• [Problema planteado]:
Selecciona y copia cada línea de los registros que contenga la cadena "white", distinguiendo entre mayúsculas y minúsculas.

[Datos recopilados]
=====
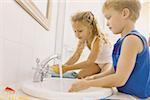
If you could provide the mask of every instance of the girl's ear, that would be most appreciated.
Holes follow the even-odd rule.
[[[121,16],[123,19],[127,19],[130,17],[130,10],[128,8],[124,8],[122,10]]]

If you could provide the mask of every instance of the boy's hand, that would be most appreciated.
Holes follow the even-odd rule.
[[[63,69],[63,67],[64,67],[64,66],[62,65],[62,73],[65,72],[64,69]],[[53,72],[59,74],[59,65],[58,65],[58,64],[51,66],[51,69],[52,69]]]
[[[59,74],[59,65],[53,65],[53,66],[51,66],[51,69],[53,72]]]
[[[93,79],[95,79],[95,76],[94,76],[94,75],[92,75],[92,76],[87,76],[85,79],[86,79],[86,80],[93,80]]]
[[[68,90],[69,92],[78,92],[80,90],[84,90],[89,88],[87,85],[87,80],[78,80],[77,82],[73,83],[70,89]]]

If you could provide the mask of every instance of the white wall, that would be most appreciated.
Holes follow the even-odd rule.
[[[46,31],[15,0],[0,0],[0,83],[32,78],[35,59],[54,53],[57,3],[52,15],[51,29]]]
[[[150,1],[142,3],[140,17],[136,22],[136,28],[148,39],[150,36]]]

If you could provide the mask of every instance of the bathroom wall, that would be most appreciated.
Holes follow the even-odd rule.
[[[142,3],[140,17],[136,22],[136,28],[148,39],[150,36],[150,1]]]
[[[54,2],[50,31],[46,31],[15,0],[0,0],[0,84],[32,78],[36,58],[54,53],[56,18]]]

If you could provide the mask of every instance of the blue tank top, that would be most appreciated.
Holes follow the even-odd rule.
[[[124,86],[117,87],[117,89],[119,92],[144,99],[150,97],[150,50],[145,37],[136,30],[133,30],[124,38],[120,38],[114,45],[112,54],[113,66],[116,71],[123,40],[129,35],[136,35],[139,37],[142,40],[144,47],[143,51],[136,57],[135,66],[128,81]]]

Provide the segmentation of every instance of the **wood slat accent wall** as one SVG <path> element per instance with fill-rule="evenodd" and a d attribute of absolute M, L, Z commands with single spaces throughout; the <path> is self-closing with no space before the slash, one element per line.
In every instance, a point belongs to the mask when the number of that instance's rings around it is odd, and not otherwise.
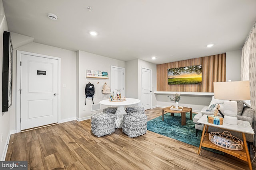
<path fill-rule="evenodd" d="M 201 84 L 168 84 L 167 69 L 202 65 Z M 213 92 L 213 82 L 225 82 L 226 53 L 156 65 L 158 91 Z"/>

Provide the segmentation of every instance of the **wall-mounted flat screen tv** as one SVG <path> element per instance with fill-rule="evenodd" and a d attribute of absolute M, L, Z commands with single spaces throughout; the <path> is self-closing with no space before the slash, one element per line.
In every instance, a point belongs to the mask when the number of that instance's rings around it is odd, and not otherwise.
<path fill-rule="evenodd" d="M 168 84 L 202 84 L 202 65 L 168 68 Z"/>

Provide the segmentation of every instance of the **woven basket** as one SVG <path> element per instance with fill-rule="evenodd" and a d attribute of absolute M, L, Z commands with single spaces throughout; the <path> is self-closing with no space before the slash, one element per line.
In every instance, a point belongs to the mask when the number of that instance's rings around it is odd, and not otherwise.
<path fill-rule="evenodd" d="M 214 138 L 214 136 L 216 136 Z M 227 140 L 232 141 L 234 144 L 226 142 L 221 139 L 217 139 L 218 137 L 224 138 Z M 211 132 L 209 134 L 209 140 L 213 144 L 225 149 L 234 150 L 241 150 L 243 149 L 243 141 L 236 137 L 232 136 L 228 131 L 223 133 Z"/>

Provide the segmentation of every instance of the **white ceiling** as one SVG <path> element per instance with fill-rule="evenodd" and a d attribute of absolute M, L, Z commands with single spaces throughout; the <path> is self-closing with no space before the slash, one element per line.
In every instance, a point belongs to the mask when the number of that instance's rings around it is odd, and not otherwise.
<path fill-rule="evenodd" d="M 256 21 L 255 0 L 2 0 L 9 31 L 34 42 L 158 64 L 240 49 Z"/>

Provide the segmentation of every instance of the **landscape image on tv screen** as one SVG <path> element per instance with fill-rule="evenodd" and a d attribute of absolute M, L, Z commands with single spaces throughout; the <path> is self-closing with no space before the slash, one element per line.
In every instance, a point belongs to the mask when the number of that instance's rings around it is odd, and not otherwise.
<path fill-rule="evenodd" d="M 168 84 L 202 84 L 202 65 L 168 68 Z"/>

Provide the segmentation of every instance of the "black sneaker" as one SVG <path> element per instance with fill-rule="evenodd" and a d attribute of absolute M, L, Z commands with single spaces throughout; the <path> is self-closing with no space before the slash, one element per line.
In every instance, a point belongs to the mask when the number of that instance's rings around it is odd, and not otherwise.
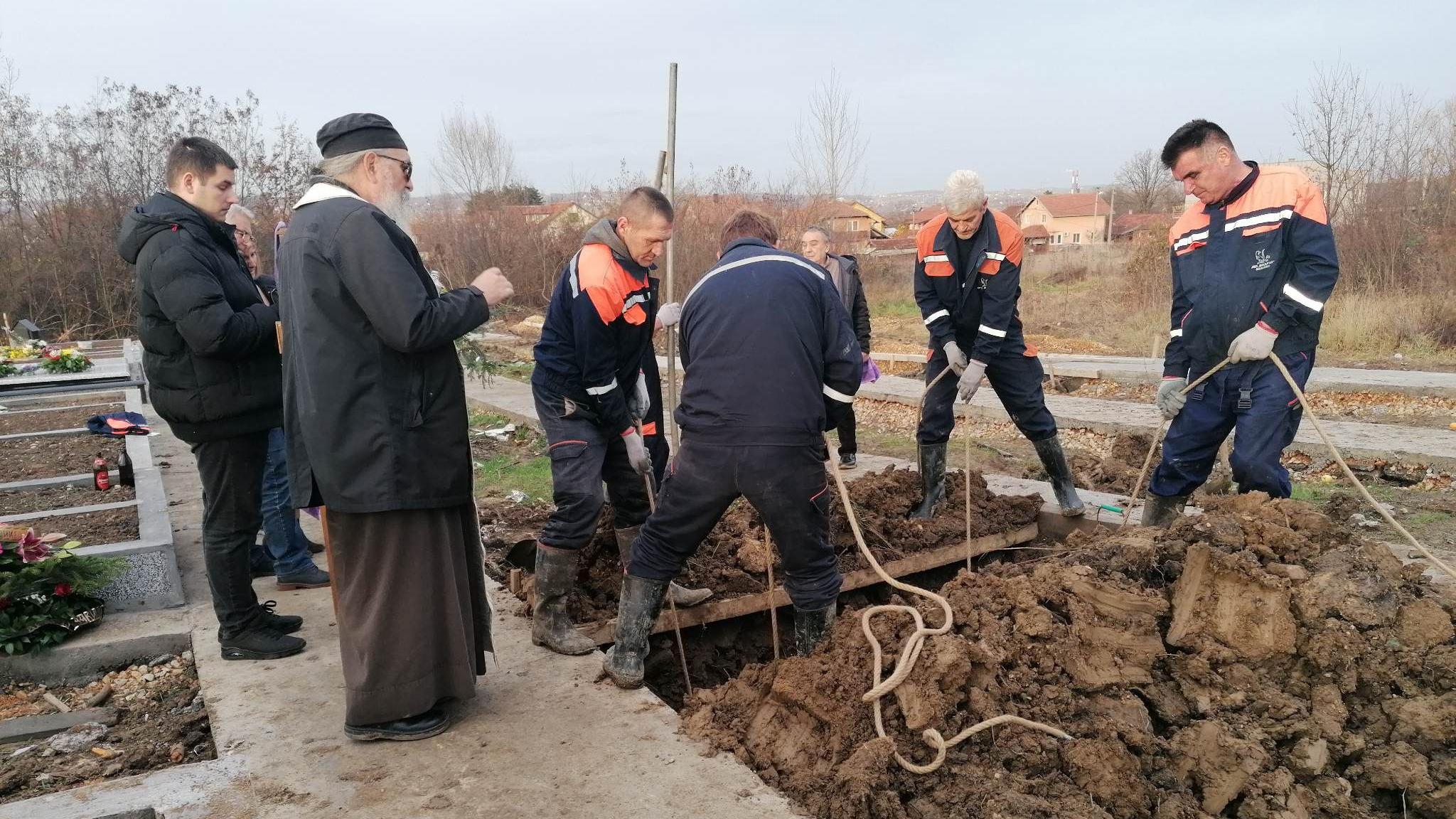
=====
• [Respuesta de tarea]:
If you could provide the mask of every instance of the white wall, that would be most appreciated.
Provide the segmentation of every instance of the **white ceiling** as one SVG <path> element per instance with fill-rule="evenodd" and a d attribute of absolute M, L, Z commands with single spaces throughout; the <path> is self-closing with no space before the slash, one element per line.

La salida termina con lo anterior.